• _Exercise goal_: Each line of the data needs to be transcribed exactly.

:: Provided entries ::

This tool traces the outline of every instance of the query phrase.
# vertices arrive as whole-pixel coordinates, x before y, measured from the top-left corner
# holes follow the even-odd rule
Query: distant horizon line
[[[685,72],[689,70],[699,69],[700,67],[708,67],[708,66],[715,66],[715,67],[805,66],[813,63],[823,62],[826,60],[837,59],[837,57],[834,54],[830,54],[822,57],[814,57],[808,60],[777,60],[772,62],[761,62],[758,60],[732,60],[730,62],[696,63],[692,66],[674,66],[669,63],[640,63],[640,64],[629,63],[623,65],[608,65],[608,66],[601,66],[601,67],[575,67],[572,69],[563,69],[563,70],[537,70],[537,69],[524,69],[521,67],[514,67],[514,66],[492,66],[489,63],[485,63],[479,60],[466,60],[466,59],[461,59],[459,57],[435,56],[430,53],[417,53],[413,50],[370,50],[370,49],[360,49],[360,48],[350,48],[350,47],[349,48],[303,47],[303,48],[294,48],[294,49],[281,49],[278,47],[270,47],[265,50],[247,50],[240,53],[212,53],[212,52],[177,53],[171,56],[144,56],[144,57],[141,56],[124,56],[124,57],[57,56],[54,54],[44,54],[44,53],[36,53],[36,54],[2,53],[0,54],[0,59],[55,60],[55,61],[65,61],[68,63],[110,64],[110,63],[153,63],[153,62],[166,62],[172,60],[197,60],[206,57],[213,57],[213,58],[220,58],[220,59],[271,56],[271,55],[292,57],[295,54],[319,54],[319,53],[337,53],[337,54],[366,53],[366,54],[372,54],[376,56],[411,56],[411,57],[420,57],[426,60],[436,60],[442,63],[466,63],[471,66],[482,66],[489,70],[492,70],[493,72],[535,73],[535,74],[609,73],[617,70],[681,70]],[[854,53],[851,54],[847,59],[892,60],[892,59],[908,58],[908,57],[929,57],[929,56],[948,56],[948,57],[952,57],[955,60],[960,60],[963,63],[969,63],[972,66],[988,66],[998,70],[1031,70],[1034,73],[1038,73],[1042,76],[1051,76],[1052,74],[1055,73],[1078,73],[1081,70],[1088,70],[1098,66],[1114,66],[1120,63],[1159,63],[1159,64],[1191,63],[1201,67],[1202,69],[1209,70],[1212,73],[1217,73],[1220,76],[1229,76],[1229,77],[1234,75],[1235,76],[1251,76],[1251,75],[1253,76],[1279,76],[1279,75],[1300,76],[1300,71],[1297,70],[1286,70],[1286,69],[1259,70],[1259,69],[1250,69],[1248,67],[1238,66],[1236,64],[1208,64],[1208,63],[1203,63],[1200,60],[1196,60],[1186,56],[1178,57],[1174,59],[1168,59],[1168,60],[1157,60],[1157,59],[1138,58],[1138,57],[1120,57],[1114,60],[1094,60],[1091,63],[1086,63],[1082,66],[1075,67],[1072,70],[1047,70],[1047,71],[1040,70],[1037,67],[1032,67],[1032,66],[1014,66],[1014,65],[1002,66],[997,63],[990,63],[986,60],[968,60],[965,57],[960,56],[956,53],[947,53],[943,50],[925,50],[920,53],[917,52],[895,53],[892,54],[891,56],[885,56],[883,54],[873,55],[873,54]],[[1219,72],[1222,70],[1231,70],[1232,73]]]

:::

• _Solution for this task_:
This tool traces the outline of every instance of the query phrase.
# vertices arrive as whole-pixel coordinates, x before y, measured from the top-left corner
# holes follow the even-odd rule
Query: distant horizon line
[[[685,72],[689,70],[699,69],[700,67],[708,67],[708,66],[715,66],[715,67],[805,66],[813,63],[823,62],[826,60],[837,59],[837,57],[834,54],[830,54],[822,57],[814,57],[808,60],[777,60],[772,62],[761,62],[758,60],[732,60],[730,62],[696,63],[692,66],[674,66],[669,63],[640,63],[640,64],[629,63],[623,65],[608,65],[608,66],[601,66],[601,67],[575,67],[572,69],[563,69],[563,70],[537,70],[537,69],[524,69],[521,67],[514,67],[514,66],[492,66],[489,63],[485,63],[479,60],[466,60],[466,59],[461,59],[459,57],[435,56],[430,53],[417,53],[413,50],[370,50],[370,49],[360,49],[360,48],[350,48],[350,47],[349,48],[303,47],[303,48],[294,48],[294,49],[281,49],[278,47],[270,47],[265,50],[247,50],[240,53],[212,53],[212,52],[177,53],[171,56],[144,56],[144,57],[141,56],[124,56],[124,57],[57,56],[54,54],[44,54],[44,53],[36,53],[36,54],[2,53],[0,54],[0,59],[55,60],[55,61],[65,61],[68,63],[110,64],[110,63],[153,63],[153,62],[166,62],[172,60],[197,60],[206,57],[213,57],[213,58],[220,58],[220,59],[271,56],[271,55],[292,57],[295,54],[319,54],[319,53],[337,53],[337,54],[366,53],[366,54],[372,54],[376,56],[411,56],[411,57],[420,57],[426,60],[436,60],[442,63],[466,63],[471,66],[482,66],[489,70],[492,70],[493,72],[535,73],[535,74],[609,73],[617,70],[681,70]],[[854,53],[851,54],[847,59],[892,60],[892,59],[908,58],[908,57],[929,57],[929,56],[948,56],[948,57],[952,57],[955,60],[960,60],[963,63],[969,63],[972,66],[988,66],[998,70],[1031,70],[1034,73],[1038,73],[1042,76],[1051,76],[1052,74],[1055,73],[1078,73],[1081,70],[1088,70],[1098,66],[1114,66],[1120,63],[1159,63],[1159,64],[1191,63],[1201,67],[1202,69],[1209,70],[1212,73],[1217,73],[1220,76],[1229,76],[1229,77],[1234,75],[1235,76],[1251,76],[1251,75],[1253,76],[1279,76],[1279,75],[1300,76],[1300,71],[1297,70],[1286,70],[1286,69],[1259,70],[1259,69],[1250,69],[1248,67],[1238,66],[1236,64],[1208,64],[1208,63],[1203,63],[1200,60],[1196,60],[1186,56],[1178,57],[1174,59],[1168,59],[1168,60],[1157,60],[1157,59],[1138,58],[1138,57],[1120,57],[1114,60],[1094,60],[1091,63],[1086,63],[1082,66],[1075,67],[1072,70],[1047,70],[1047,71],[1040,70],[1037,67],[1032,67],[1032,66],[1014,66],[1014,65],[1002,66],[997,63],[990,63],[986,60],[968,60],[965,57],[960,56],[956,53],[947,53],[943,50],[925,50],[920,53],[917,52],[895,53],[892,54],[891,56],[885,56],[883,54],[873,55],[873,54]],[[1219,72],[1222,70],[1231,70],[1232,73]]]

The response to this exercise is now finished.